→ Input rows:
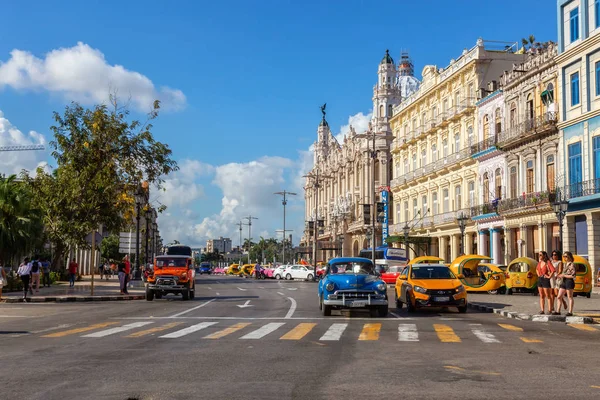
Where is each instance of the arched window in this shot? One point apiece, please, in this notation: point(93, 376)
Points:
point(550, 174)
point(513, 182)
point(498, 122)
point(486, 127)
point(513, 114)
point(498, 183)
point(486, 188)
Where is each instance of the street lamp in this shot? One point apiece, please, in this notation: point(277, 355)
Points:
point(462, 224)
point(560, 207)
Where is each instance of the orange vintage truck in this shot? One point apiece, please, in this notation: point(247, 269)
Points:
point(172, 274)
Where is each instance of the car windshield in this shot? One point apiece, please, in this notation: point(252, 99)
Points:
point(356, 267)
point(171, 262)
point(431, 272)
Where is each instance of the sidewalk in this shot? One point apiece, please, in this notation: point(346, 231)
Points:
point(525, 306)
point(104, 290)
* * *
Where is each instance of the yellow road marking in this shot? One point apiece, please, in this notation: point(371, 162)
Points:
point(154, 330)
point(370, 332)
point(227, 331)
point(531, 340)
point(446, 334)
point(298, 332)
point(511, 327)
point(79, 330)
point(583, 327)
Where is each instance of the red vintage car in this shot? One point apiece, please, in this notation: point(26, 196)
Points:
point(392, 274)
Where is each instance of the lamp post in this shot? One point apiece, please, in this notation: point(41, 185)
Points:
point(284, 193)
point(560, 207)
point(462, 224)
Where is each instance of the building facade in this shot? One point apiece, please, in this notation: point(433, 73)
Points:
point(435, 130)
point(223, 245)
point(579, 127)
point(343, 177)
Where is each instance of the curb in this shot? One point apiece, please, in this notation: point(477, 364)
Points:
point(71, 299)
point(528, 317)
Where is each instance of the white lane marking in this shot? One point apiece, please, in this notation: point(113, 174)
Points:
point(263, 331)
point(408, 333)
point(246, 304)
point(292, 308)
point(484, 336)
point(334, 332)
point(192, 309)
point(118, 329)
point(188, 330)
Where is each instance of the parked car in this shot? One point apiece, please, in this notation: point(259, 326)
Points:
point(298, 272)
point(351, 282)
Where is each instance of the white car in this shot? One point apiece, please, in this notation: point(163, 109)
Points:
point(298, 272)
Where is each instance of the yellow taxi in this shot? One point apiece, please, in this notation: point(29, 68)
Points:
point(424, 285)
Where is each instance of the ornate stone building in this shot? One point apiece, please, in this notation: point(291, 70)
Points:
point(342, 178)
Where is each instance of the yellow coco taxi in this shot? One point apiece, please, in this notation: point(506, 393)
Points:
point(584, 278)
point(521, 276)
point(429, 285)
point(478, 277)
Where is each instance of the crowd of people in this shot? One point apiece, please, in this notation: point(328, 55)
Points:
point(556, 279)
==
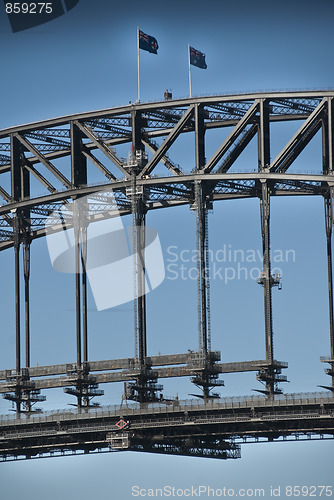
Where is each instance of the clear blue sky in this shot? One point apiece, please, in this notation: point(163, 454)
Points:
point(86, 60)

→ The problem:
Copy the stretch from the line containing "Where is each instance of the ornate" through the line containing "point(478, 277)" above, reproducing each line exactly.

→ Answer to the task:
Where is each instance of the ornate stone building in this shot? One point apiece, please, in this notation: point(291, 70)
Points:
point(342, 178)
Where is each instance of the yellow coco taxi in this shot? One point apiece, please, in this notation: point(506, 393)
Points:
point(584, 278)
point(521, 276)
point(429, 285)
point(478, 277)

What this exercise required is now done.